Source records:

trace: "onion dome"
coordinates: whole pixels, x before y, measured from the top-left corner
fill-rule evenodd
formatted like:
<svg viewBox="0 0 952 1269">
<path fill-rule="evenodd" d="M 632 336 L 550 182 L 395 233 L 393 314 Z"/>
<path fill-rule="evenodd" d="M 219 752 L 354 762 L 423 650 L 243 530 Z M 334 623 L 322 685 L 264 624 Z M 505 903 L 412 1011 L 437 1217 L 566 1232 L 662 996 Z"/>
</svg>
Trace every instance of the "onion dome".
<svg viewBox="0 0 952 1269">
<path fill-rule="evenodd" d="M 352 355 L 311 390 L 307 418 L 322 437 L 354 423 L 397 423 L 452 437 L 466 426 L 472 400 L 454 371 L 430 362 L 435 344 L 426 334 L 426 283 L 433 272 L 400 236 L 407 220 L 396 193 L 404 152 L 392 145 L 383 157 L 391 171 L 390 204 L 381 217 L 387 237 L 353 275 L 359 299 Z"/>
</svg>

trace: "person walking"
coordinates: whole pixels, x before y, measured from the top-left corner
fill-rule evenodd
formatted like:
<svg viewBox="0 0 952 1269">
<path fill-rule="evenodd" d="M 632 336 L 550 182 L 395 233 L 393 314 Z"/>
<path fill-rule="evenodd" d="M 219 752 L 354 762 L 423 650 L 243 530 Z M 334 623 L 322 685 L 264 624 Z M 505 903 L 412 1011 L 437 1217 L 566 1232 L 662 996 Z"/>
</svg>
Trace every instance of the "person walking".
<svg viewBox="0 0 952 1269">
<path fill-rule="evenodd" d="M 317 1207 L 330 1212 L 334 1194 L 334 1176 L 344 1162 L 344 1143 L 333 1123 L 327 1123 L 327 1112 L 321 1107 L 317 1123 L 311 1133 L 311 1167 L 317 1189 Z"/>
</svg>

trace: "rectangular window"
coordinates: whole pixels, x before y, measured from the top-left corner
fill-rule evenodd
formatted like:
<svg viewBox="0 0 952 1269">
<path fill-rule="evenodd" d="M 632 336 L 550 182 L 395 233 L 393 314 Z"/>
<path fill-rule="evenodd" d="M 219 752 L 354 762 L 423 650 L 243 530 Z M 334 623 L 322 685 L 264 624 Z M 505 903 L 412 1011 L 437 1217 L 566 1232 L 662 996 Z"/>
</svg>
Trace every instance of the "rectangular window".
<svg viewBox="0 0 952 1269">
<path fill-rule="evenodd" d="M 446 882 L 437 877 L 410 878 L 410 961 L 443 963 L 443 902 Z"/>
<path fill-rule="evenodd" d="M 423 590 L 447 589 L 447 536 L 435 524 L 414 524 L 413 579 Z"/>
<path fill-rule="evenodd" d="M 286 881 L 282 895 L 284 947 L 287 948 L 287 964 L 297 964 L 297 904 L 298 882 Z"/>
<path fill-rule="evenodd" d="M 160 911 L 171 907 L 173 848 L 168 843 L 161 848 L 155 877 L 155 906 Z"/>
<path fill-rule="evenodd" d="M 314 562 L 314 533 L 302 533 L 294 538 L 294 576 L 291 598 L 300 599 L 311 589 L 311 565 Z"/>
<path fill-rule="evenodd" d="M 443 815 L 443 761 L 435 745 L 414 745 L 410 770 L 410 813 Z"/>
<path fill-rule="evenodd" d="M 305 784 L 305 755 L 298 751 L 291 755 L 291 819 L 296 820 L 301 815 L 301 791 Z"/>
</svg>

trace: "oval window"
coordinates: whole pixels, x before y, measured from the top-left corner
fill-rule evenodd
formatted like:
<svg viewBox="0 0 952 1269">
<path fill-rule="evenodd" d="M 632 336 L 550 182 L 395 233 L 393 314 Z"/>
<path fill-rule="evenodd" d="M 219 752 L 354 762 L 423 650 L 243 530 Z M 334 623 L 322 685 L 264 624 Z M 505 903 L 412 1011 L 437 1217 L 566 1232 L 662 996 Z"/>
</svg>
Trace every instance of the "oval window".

TASK DETAILS -
Show every line of the listing above that contains the string "rectangular". Case counts.

EXERCISE RESULT -
trace: "rectangular window"
Trace every instance of the "rectangular window".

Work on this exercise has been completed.